Из истории русской, советской и постсоветской цензуры - Павел Рейфман
Шрифт:
Интервал:
Закладка:
Отношения властей к Чужаку определялось, видимо, тем, что он, хотя и «свой», принадлежал к радикальной части Пролеткульта. Уже с начала 20-х гг. партия начинает борьбу с Пролеткультом, ведет полемику с приверженцами журнала «На посту». Пролеткультовцы считали, что пролетарская культура может быть создана без традиций, без помощи других классов, независимо даже от Советского государства. Стремление их занять руководящее положение в области культуры, строить ее по своему желанию, изгонять всех «чужаков», не пролетарских писателей уже в 20-е годы властями не поощрялось (Айм46-47).
2-го октября 20-го года, непосредственно перед открытием 1-го Всероссийского съезда Пролеткульта (5 октября 20 г.), Ленин, выступая на Третьем Всероссийском съезде комсомола, с крайней резкостью обрушился на концепцию «пролетарской культуры», которая якобы должна создаваться в полной изоляции от культуры прошлого и быть совершенно независимой (Айм48). На съезд Пролеткульта Ленин посылает Луначарского с заданием добиться подчинения Пролеткульта Наркомпросу. Тот занял компромиссную позицию. Он вообще симпатизировал Пролеткульту, оказывал ему материальную поддержку. «Известия», информируя о съезде, сообщали, что Пролеткульту предоставлено особое положение и автономия. Такая информация, не искажая происходящего, несколько расходилась с позицией Ленина.
8 октября 20 г. Ленин составляет проект резолюции «О пролетарской культуре». 9 — го октября он пишет набросок резолюции о Пролеткульте. 1-го декабря 20 г. резолюция ЦК партии о пролеткультах принята и опубликована. В ней сформулирован ряд обвинений в адрес Пролеткульта, говорится о необходимости слияния его с Наркомпросом, о полном подчинении последнему. Смена всей руководящей верхушки Пролеткульта. Ленин потребовал от Бухарина, чтобы тот, «от имени в с е г о Цека», объявил, что партия считает себя компетентной в области создания пролетарской культуры (Айм49). В резолюции много верного, но в ней ощущаются и тенденции, которые будут развиваться и позднее: нежелание партийного руководства примириться с любым стремлением к самостоятельности, автономности, выпустить из своих рук власть, какой бы сферы эта власть ни касалась. Уже здесь в зародыше заметна претензия на всекомпетентность. И в то же время провозглашена поддержка начинаний пролетарской литературы и искусства.
········
ЗАДАНИЕ 1 ->
Кого, согласно тексту о Пролеткульте, Ленин послал на съезд Пролеткульта?
ЗАДАНИЕ 2 ->
Допишите продолжение текста о Пролеткульте, начав сразу после его последнего предложения.

ИСХОДНЫЕ ДАННЫЕ ->
········
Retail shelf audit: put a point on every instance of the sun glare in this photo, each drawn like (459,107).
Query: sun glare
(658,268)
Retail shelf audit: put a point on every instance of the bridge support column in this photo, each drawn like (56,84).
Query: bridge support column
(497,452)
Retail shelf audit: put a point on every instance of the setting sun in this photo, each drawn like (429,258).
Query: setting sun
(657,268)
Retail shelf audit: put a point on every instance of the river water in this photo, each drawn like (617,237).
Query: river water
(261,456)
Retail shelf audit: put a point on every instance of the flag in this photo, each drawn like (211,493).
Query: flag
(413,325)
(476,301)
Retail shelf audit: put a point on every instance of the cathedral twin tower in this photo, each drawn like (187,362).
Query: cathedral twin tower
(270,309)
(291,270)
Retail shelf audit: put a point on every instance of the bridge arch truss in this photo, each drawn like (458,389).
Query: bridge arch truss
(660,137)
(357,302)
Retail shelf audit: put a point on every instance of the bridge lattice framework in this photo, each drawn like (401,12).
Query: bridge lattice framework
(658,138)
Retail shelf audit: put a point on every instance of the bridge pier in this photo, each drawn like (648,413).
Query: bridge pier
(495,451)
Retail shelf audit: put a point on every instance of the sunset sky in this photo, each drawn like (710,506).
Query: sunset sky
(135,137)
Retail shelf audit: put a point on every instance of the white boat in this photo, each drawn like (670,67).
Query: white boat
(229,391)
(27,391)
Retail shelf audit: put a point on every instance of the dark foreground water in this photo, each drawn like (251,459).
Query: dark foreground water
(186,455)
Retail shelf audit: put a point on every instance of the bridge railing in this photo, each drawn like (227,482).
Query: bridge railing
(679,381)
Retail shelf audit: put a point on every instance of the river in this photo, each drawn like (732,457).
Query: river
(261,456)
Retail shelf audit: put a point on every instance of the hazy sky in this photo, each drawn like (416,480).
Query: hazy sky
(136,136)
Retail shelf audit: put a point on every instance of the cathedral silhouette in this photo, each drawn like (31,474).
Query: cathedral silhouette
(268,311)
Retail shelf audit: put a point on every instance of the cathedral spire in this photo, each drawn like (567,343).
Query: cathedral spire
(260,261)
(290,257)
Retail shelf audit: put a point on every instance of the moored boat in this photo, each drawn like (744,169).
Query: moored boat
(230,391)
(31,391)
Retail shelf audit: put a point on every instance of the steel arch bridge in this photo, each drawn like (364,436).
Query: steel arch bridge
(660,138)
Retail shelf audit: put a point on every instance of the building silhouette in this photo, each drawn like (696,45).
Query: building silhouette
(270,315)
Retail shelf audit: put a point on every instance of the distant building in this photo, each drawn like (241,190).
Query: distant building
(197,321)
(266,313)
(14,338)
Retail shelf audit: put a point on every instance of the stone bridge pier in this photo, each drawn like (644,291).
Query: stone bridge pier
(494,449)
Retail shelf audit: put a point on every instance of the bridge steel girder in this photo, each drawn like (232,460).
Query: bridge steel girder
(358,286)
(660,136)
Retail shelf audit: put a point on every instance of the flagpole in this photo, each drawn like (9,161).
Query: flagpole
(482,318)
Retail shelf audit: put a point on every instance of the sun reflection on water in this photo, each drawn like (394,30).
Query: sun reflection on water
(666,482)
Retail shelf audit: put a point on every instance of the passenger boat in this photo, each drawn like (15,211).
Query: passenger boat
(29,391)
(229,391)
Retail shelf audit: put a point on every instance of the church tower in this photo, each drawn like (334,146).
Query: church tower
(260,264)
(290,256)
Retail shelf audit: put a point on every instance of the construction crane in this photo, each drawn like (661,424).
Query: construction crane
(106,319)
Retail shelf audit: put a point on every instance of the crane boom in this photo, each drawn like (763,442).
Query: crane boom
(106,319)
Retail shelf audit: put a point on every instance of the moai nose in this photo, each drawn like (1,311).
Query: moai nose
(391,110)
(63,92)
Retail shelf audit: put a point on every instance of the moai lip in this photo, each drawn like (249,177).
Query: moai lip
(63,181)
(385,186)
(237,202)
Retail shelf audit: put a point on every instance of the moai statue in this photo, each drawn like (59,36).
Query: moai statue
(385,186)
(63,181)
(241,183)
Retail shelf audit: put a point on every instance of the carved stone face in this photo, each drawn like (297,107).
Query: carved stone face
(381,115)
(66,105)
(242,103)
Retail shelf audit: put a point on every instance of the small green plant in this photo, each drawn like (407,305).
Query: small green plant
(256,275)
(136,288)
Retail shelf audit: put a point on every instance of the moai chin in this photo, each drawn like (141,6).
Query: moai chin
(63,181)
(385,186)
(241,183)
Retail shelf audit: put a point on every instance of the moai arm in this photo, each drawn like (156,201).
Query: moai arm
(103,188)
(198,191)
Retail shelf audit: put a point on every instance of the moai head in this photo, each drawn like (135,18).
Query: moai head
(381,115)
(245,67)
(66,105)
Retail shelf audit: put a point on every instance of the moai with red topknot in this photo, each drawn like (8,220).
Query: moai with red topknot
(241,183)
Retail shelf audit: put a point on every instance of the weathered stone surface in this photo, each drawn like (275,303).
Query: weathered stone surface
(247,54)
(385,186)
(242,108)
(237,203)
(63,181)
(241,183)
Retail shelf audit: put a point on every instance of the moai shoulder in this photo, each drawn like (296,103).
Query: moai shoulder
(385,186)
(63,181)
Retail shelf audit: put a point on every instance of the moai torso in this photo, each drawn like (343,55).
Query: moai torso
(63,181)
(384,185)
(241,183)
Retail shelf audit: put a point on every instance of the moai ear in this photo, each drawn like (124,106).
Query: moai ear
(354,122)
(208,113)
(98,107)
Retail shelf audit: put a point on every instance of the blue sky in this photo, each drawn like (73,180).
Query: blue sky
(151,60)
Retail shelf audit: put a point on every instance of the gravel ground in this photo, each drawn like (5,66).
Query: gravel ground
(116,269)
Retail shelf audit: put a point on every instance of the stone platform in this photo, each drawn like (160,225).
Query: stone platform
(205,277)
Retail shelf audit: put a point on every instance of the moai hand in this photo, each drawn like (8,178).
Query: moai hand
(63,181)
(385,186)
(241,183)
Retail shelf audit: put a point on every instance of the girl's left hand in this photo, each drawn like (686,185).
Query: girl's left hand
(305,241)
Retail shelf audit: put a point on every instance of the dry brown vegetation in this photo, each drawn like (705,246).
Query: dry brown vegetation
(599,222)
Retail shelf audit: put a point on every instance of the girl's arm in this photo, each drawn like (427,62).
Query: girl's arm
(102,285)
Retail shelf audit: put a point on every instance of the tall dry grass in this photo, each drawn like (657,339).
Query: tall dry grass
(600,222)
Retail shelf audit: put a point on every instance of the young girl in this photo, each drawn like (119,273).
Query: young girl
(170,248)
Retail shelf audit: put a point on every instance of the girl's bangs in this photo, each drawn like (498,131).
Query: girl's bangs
········
ОТВЕТ 1 ->
Луначарского, с заданием добиться подчинения Пролеткульта Наркомпросу.

ОТВЕТ 2 ->
Руководители Пролеткульта естественно были не согласны с резолюцией 1-го декабря. Об этом они высказались, в частности, через год на съезде Пролеткульта. И все же пришлось подчиниться. Партия в первый раз, но весьма весомо, отчетливо заявила, что ей принадлежит последнее слово «в решениях в области культуры и литературы», одновременно подчеркивая. что «гарантирует свободу в художественном творчестве» (Айм.53).
Не просто складывались отношения между партией и футуристами. Футуристы были первой значительной литературной группой, принявшей революцию Их деятельность, плакаты, агитационные стихи заставляли власть (Луначарского) относиться к ним с доверием. В распоряжение их предоставили газету «Искусство коммуны» (18–19 гг.). Но уже статьи в первых её номерах вызвали недовольство. Футуристы тоже как бы выступали от имени власти: «Футуризм — государственное искусство», «Только футуристическое искусство можно считать сегодня искусством пролетариата». Они, как и РАПП, претендовали на руководящую роль. А её власть вовсе не собирались им предоставлять. Луначарский осуждал такие выступления, в частности, в статье «Ложка противоядия».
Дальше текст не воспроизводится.